◆ Page excerpt:
━━━━

If you're like me these days, you're not going to the store all that often, which means that you are buying a whole lot of whatever is actually available that day. And, possibly, not being able to use it up before it starts to smell a bit funky. The last thing you need right now is for your precious food stash to go bad. I'm here today with a way to solve some of that.
Make soup.
I know it's getting warmer out, but there is never a bad time for soup. Especially today. I'm looking out at the wind and the rain, and even though it's not cold, I want to make and eat soup.
In these uncertain times, soup can be a comfort. So here's my plan. I'm going to start with some basics; recipes for stocks, and a simple soup. Then, every day for the rest of the week, I will post another soup recipe. All of them can be made with what you probably have on hand, or you may have to get one or two ingredients.
Let's get started, shall we?
Chicken Stock
Yes, I know you can buy it in a box, a can, a concentrate, or whatever, but homemade chicken stock when done correctly, is a wonderful thing. And it makes your house smell fantastic. It's great to have some bones from the grocery store (backs or necks) because they have more collagen, which gives you that nice body. But, if you just get a whole chicken from the store (or have parts) when you are finished, you can pull the chicken meat off the bone and use for soup, salad, or your give to your fur baby who will then love you forever.

━━━━

◆ Coordinate labeling data:
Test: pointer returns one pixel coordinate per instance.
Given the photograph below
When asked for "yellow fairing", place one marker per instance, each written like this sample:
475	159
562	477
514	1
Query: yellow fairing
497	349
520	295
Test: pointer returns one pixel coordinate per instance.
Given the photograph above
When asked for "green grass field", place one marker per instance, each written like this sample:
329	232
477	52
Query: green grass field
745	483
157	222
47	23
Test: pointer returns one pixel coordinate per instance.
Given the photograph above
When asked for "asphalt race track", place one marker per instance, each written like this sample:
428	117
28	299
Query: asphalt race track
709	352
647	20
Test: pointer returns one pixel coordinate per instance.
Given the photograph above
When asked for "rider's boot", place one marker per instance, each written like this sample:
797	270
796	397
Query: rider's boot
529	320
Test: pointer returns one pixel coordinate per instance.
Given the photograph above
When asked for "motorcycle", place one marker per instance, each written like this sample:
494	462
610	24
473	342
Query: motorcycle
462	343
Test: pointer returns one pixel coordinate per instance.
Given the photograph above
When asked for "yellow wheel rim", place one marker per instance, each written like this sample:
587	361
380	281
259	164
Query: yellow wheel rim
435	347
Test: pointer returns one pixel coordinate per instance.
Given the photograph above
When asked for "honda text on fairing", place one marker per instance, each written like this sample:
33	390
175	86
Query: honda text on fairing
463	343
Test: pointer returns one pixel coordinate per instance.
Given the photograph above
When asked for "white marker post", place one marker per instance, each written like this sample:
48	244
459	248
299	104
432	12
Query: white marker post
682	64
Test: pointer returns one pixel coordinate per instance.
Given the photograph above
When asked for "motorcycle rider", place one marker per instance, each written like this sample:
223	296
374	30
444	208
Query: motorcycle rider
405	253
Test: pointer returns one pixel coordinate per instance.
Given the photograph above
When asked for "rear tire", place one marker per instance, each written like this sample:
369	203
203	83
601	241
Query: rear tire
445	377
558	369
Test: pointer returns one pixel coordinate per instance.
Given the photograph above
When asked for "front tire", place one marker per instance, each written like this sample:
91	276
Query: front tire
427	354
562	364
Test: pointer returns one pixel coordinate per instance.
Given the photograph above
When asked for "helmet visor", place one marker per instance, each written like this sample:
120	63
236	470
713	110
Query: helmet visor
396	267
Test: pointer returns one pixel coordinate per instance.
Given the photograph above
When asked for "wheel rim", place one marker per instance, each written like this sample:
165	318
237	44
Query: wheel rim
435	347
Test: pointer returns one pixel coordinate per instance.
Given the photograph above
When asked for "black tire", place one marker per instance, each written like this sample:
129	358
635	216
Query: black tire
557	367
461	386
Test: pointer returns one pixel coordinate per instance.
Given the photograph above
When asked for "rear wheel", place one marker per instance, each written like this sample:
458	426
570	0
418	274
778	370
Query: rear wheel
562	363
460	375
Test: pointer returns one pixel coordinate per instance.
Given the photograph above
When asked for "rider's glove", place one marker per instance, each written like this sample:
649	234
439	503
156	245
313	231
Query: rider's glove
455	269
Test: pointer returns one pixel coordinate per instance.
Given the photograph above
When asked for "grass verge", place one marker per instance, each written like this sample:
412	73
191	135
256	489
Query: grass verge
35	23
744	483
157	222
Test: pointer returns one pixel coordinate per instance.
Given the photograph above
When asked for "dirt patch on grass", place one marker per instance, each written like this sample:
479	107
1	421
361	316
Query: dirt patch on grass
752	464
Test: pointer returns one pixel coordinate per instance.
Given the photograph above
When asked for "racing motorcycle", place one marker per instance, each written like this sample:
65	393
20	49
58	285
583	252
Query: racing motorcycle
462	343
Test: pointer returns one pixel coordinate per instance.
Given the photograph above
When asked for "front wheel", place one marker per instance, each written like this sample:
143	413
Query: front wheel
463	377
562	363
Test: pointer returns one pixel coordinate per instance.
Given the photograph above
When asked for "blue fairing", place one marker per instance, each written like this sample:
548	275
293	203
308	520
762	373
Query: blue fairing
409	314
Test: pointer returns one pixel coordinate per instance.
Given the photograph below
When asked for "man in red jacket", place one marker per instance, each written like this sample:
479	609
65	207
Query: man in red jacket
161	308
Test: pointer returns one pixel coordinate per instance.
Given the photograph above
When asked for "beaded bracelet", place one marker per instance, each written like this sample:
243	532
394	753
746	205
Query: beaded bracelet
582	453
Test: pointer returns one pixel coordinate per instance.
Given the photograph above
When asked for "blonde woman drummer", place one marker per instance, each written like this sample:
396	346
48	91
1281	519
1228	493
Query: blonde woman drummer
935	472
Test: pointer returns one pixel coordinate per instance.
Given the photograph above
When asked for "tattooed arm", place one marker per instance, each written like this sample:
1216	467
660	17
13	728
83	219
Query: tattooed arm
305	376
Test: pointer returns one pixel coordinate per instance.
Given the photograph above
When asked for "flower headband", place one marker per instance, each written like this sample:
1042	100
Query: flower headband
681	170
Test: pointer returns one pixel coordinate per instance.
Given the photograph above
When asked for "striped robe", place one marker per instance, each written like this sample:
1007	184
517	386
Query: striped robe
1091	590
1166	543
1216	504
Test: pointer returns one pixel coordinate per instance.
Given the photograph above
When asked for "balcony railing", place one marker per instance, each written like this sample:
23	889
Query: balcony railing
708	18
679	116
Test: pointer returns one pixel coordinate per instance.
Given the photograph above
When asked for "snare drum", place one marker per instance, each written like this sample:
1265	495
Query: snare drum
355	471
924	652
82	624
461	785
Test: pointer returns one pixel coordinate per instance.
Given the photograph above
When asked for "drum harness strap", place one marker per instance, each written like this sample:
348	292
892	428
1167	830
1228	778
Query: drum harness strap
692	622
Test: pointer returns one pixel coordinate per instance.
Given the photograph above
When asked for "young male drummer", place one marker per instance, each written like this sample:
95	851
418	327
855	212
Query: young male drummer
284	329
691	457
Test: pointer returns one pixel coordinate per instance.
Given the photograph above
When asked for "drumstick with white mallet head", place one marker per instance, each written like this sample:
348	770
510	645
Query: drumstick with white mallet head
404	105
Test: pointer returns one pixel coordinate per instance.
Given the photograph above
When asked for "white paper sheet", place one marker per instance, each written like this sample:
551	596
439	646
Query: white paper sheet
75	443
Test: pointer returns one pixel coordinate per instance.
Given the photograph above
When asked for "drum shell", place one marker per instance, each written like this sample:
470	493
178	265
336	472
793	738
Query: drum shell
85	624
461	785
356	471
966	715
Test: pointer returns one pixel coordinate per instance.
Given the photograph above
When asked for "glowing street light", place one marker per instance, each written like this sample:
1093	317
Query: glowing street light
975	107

━━━━

◆ What to work on: In the soup post above, why does the writer say bones such as backs or necks are good for chicken stock?

◆ Correct result: They have more collagen, which gives the stock a nice body.